TASK OBJECTIVE: Extract each line from the records below that contains the string "necktie", and reproduce every matching line in full.

##########

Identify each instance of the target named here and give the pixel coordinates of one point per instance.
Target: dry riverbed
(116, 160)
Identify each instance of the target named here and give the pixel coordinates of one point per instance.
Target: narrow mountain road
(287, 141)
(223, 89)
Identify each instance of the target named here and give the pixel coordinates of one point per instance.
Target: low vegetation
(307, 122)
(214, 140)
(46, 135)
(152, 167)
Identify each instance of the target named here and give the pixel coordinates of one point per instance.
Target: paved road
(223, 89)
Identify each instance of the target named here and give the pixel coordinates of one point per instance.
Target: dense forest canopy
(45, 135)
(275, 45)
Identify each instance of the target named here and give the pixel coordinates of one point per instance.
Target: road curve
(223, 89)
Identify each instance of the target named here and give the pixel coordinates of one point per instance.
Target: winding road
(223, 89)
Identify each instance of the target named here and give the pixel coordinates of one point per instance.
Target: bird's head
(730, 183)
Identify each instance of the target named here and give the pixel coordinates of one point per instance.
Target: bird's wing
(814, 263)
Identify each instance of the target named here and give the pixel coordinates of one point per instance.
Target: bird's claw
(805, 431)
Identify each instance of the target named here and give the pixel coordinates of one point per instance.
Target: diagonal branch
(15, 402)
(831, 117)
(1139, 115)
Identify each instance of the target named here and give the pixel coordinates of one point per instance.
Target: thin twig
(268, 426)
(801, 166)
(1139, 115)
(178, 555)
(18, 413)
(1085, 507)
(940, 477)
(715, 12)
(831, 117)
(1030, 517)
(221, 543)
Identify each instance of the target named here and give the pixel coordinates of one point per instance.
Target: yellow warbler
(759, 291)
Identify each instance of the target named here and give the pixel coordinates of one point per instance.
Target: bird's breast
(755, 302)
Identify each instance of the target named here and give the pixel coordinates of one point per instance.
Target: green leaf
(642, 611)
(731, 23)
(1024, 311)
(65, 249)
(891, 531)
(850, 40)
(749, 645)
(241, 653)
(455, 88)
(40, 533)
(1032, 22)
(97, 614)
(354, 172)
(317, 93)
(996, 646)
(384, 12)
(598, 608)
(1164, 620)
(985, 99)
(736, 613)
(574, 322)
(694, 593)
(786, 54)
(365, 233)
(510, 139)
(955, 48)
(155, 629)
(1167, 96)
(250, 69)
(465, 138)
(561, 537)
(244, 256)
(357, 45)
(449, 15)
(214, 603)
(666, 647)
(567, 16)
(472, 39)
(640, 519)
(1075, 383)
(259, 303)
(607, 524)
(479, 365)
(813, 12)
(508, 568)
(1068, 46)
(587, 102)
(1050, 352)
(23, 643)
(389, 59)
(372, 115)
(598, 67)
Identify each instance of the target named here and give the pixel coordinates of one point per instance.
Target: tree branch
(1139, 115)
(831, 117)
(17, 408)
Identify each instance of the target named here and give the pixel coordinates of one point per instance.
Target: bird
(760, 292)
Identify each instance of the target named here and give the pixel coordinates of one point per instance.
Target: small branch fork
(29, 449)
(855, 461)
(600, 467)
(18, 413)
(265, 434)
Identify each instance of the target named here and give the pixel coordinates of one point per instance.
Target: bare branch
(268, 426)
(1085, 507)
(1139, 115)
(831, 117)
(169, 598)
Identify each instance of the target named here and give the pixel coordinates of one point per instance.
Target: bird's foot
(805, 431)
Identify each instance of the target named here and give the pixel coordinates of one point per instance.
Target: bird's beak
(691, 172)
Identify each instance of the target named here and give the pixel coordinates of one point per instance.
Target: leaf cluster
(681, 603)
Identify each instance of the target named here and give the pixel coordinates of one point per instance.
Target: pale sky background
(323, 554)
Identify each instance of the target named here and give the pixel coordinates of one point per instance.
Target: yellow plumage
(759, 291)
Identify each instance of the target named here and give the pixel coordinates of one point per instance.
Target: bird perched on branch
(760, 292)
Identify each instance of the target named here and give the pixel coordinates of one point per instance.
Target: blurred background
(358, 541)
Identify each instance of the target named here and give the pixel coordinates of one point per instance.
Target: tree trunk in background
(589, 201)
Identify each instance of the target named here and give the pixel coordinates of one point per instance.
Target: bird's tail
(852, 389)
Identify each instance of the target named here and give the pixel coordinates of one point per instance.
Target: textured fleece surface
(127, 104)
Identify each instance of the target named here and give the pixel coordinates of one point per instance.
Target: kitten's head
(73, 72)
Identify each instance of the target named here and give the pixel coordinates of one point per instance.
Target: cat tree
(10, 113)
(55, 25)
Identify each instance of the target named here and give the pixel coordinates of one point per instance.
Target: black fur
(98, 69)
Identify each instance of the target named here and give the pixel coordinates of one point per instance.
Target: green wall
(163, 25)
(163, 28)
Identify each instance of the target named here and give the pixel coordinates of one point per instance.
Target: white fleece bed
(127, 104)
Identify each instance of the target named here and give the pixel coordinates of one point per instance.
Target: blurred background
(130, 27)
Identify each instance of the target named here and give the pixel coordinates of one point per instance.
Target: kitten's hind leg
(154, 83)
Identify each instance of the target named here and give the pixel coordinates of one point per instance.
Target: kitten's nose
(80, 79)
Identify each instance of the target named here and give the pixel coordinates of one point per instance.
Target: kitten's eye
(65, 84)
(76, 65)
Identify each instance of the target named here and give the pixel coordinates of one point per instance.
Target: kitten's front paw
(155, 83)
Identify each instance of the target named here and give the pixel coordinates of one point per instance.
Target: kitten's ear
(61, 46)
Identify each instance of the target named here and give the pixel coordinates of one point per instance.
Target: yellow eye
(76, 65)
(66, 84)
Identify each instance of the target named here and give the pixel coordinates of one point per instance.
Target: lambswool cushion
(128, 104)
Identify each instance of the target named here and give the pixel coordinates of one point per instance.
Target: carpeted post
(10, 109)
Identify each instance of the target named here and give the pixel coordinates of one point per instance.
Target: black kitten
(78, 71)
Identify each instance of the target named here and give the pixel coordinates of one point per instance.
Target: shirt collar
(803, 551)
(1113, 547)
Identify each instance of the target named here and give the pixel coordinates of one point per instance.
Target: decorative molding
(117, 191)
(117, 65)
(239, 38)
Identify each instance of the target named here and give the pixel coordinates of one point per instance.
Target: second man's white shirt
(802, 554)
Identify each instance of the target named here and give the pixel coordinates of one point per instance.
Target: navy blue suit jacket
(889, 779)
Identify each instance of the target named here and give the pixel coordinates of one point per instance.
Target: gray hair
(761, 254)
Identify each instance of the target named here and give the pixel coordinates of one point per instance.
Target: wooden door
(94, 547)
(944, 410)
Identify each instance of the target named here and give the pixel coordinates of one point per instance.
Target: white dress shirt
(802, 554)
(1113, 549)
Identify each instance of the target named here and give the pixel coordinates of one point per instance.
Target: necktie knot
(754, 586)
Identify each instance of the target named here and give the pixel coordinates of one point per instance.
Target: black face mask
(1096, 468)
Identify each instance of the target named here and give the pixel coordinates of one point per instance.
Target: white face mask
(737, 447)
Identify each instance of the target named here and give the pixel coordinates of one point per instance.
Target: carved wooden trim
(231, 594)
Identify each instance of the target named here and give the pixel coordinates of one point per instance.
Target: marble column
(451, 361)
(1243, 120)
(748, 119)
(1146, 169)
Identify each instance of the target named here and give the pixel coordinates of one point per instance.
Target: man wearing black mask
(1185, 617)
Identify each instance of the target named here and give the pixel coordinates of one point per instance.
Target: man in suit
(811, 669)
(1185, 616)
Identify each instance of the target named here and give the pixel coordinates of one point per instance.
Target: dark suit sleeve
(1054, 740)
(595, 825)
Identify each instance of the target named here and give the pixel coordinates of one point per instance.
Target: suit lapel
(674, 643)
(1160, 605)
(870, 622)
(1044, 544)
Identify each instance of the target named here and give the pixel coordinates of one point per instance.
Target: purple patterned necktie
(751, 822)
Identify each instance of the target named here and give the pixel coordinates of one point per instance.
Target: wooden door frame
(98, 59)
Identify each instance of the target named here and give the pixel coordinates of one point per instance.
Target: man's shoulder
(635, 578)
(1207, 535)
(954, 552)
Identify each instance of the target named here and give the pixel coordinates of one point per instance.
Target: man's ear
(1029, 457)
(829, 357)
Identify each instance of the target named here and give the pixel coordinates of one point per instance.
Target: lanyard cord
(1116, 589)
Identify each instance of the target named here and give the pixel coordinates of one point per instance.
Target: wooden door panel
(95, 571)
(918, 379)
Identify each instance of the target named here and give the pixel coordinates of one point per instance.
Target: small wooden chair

##########

PROBLEM SOLUTION:
Target: necktie knot
Target: purple patterned necktie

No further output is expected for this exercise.